#### WHAT NEEDS TO BE DONE
In your copy, leave out the pictures; write out all the data exactly.

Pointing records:
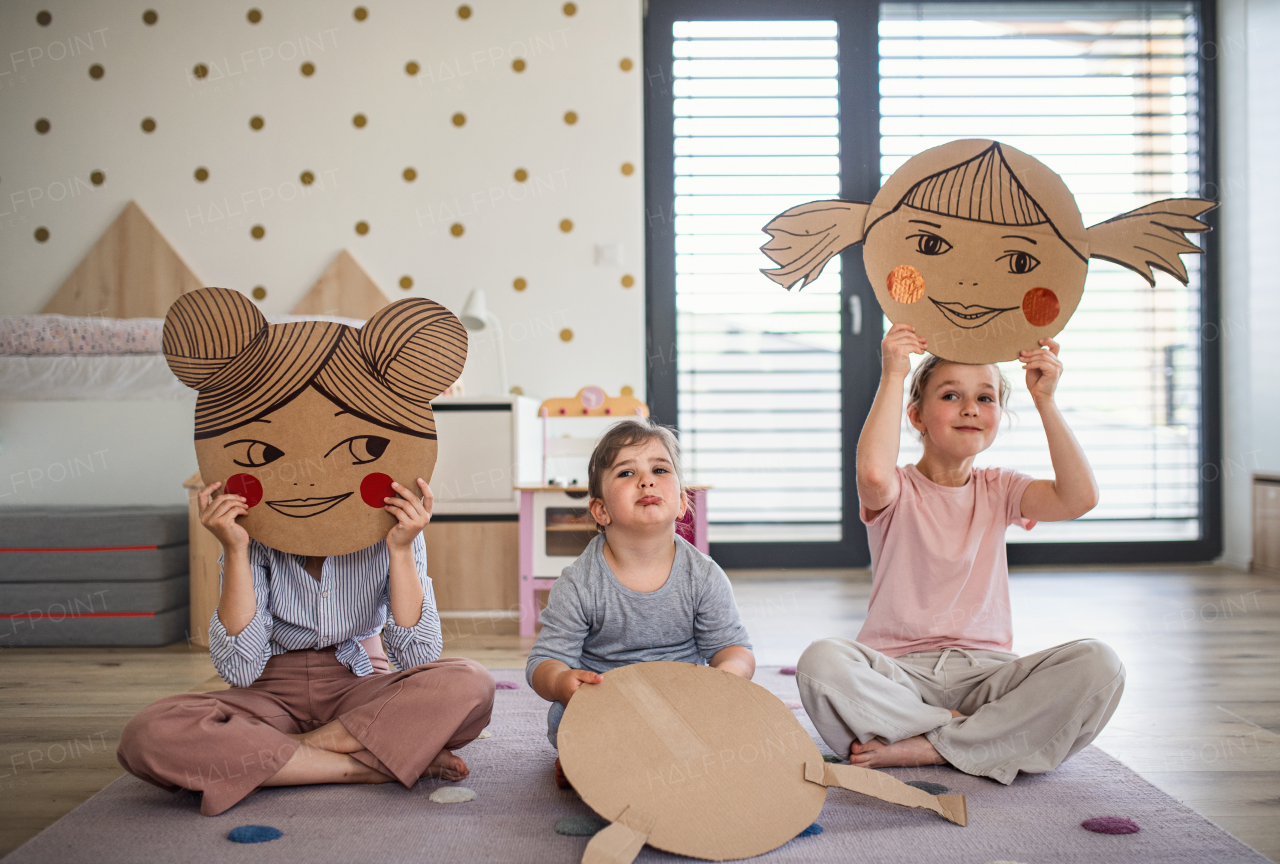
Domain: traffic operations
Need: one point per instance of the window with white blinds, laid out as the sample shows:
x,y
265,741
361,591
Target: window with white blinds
x,y
757,132
1105,95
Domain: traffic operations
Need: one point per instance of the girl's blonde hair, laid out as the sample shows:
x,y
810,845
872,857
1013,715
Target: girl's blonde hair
x,y
924,371
629,433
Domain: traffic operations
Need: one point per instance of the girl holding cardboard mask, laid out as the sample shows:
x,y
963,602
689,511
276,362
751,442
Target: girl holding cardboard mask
x,y
321,439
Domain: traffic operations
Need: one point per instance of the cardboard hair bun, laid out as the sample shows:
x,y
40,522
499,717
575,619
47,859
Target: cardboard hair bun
x,y
206,329
416,347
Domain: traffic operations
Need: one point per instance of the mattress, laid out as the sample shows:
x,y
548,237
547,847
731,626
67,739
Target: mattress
x,y
135,629
92,544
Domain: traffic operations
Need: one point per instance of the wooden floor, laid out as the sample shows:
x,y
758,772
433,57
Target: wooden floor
x,y
1200,717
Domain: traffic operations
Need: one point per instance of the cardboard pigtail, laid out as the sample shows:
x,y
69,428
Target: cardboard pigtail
x,y
1151,237
807,237
621,841
877,784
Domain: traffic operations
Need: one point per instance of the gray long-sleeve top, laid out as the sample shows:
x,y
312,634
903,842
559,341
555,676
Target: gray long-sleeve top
x,y
594,622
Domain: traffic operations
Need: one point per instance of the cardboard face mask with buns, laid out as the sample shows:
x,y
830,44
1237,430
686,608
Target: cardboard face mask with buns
x,y
312,420
979,247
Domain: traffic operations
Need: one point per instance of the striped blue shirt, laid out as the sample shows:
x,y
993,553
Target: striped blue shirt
x,y
350,602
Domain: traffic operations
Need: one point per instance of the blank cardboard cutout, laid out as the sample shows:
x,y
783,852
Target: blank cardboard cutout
x,y
979,247
312,420
704,763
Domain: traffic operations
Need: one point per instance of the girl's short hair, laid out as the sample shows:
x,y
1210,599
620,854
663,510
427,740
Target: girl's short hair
x,y
629,433
922,374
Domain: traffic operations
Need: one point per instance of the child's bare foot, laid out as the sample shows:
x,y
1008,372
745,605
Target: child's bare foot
x,y
908,753
446,766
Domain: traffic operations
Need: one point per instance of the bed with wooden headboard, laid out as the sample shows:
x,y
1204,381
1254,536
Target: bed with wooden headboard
x,y
95,444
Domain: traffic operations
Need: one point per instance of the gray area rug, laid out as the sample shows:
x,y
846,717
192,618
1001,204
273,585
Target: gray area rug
x,y
1034,821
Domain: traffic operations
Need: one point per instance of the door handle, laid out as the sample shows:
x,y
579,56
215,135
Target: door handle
x,y
855,314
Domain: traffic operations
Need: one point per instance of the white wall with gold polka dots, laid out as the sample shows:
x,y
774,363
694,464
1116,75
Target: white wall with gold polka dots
x,y
492,145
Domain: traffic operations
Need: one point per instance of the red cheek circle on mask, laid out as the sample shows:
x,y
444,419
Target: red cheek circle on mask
x,y
1041,306
376,487
246,485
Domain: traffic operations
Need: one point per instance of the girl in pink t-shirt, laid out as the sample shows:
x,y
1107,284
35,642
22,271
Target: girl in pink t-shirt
x,y
932,677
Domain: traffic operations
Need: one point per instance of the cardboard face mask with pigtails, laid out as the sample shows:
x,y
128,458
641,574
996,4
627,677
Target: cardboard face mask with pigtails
x,y
979,247
310,421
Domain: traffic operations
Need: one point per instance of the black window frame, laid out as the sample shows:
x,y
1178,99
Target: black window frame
x,y
859,165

#### OUTPUT OF THE TASK
Domain: traffic operations
Need: one point per instance of the window with white blinds, laid out as the sample shows:
x,y
265,741
361,591
Target: window with white blinds
x,y
757,132
1105,95
Domain: traffic operations
Need: one point per instance of the girl's blonde hair, laid out as the sample shows:
x,y
810,845
872,857
1013,715
Target: girl's blonde hair
x,y
924,371
629,433
Domain: traffic operations
Need: one point per instance of the girl holding cardboard mask, laid out as the sample shows:
x,y
963,602
689,511
276,362
751,442
Target: girl holding cardboard mask
x,y
321,439
Domain: traffic operations
Need: one point per instance of the cardboard hair bun, laid out as the sample shows:
x,y
40,522
499,717
575,619
47,859
Target: cardboard hair bun
x,y
206,329
416,347
Domain: traffic operations
Need: one point per instance of the mattress, laid out as the sample shows:
x,y
548,237
547,847
731,626
67,739
Target: mattress
x,y
135,629
92,544
Domain: traffic operations
Need: one point per instance of the wooden floor, laid out as the sample shows:
x,y
758,772
433,57
Target: wooden floor
x,y
1200,717
Domain: traffic operations
Need: one point per instance of the cardboard pigtail, laid out as the sample shows:
x,y
69,428
Target: cardboard pigtail
x,y
1151,237
807,237
621,841
877,784
Domain: traffic operations
Need: one point per instance of the gray long-sleeve top, laid out as the sample shows:
x,y
312,634
903,842
559,341
555,676
Target: gray long-sleeve top
x,y
594,622
Domain: traffic operations
Need: one point per instance of the cardboard face mask with buns, laid out as the sample shows:
x,y
830,44
1237,430
686,608
Target: cardboard face mask with buns
x,y
312,420
979,247
Domain: traffic operations
Need: one point per instance of the striped blue shirt, laid out as the sample shows:
x,y
993,553
Target: striped blue shirt
x,y
350,602
Domain: traffic operations
Need: one point per instance of the blank cardboard cutout, laid out as the sample shows:
x,y
783,852
Target: blank cardboard cutout
x,y
979,247
312,420
704,763
Domain: traffic operations
Need: one point per instance of the girl's short hair, laid out as the sample shows:
x,y
1210,599
620,854
663,510
427,740
Target: girl's short hair
x,y
629,433
922,374
Domain: traffic operations
Need: one point per instance of the child's bare foot, laid out as the sample shows:
x,y
1008,372
745,605
Target: child's bare foot
x,y
908,753
446,766
Domain: traffic operations
Need: one point per instance of the bed with wooden headboard, laid out as the sample shows:
x,y
1204,381
1254,536
Target: bed with wooden headboard
x,y
95,444
Domain: traffic operations
Need: one point per instance of the gray area rug, laid out as the sample shows:
x,y
846,717
192,618
1001,204
273,585
Target: gray area rug
x,y
1034,821
Domain: traffic operations
Need: one point per instance of the door handle, laid out as the sample shows:
x,y
579,56
215,135
Target: door handle
x,y
855,314
Domain: traffic operations
Need: one point per instance of the white wall with gold polka dots, laid out as the sample shows:
x,y
774,363
694,464
1116,75
Target: white wall with gold polka dots
x,y
492,145
Domain: traffic operations
Need: one point per instance of the red cheek circle on mask, laid out as the sample shows:
x,y
444,419
Target: red cheek circle on mask
x,y
1041,306
376,487
246,485
Domain: traffic operations
Need: one point per instance of the girl in pink t-shirt, laid out as the sample shows:
x,y
1107,284
35,642
22,271
Target: girl in pink t-shirt
x,y
932,677
Domain: traffic operations
Need: one point per instance of the cardboard face mask with pigtails, laid out as the sample shows:
x,y
128,458
641,574
996,4
627,677
Target: cardboard face mask with pigtails
x,y
979,247
310,421
Domain: traffic operations
Need: one point per instance of the black window frame, laid out as the sample shows:
x,y
1178,99
Target: black window frame
x,y
859,165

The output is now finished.